■ Exercise goal
Each line below must be printed again exactly.

++++

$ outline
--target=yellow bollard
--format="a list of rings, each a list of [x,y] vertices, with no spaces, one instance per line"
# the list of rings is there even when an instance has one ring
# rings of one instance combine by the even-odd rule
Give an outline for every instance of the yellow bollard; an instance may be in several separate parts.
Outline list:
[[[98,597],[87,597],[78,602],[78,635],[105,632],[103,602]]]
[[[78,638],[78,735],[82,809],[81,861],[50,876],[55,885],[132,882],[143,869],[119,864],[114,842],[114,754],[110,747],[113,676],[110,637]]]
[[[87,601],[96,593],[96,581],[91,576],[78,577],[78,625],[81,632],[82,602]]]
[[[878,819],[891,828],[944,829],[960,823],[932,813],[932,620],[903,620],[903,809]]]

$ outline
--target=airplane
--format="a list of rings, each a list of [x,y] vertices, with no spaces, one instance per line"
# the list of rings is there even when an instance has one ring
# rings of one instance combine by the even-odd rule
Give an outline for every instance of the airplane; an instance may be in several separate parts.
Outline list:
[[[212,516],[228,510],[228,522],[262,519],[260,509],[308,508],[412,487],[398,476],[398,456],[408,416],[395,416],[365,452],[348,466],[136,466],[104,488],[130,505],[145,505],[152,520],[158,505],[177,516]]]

++++

■ Finished task
$ outline
--target=yellow bollard
--format="a list of rings, each a list of [x,y] vertices, with no spaces, one instance per line"
# the list of rings is there even when an instance has one ring
# rings of one instance combine by the even-odd rule
Give an outline for every instance of the yellow bollard; an instance may be in several separate parts.
Outline list:
[[[98,597],[87,597],[78,602],[78,635],[105,632],[103,602]]]
[[[78,638],[78,735],[82,809],[81,861],[50,876],[55,885],[132,882],[143,869],[119,864],[114,842],[114,754],[110,747],[113,676],[110,637]]]
[[[87,601],[96,593],[96,581],[91,576],[78,577],[78,625],[81,632],[82,602]]]
[[[878,819],[891,828],[944,829],[960,823],[932,813],[932,620],[903,620],[903,809]]]

$ outline
--target=airplane
--format="a list of rings, each a list of [x,y] vertices, with no spaces, one instance per line"
# the list of rings is there even when an instance has one ring
# rings of one instance combine by the even-odd rule
Give an outline for every instance of the airplane; an instance may be in several separate parts.
Outline list:
[[[212,516],[228,510],[228,522],[262,519],[260,509],[308,508],[412,487],[398,476],[398,456],[408,416],[395,416],[365,452],[348,466],[136,466],[104,488],[130,505],[145,505],[152,520],[158,505],[177,516]]]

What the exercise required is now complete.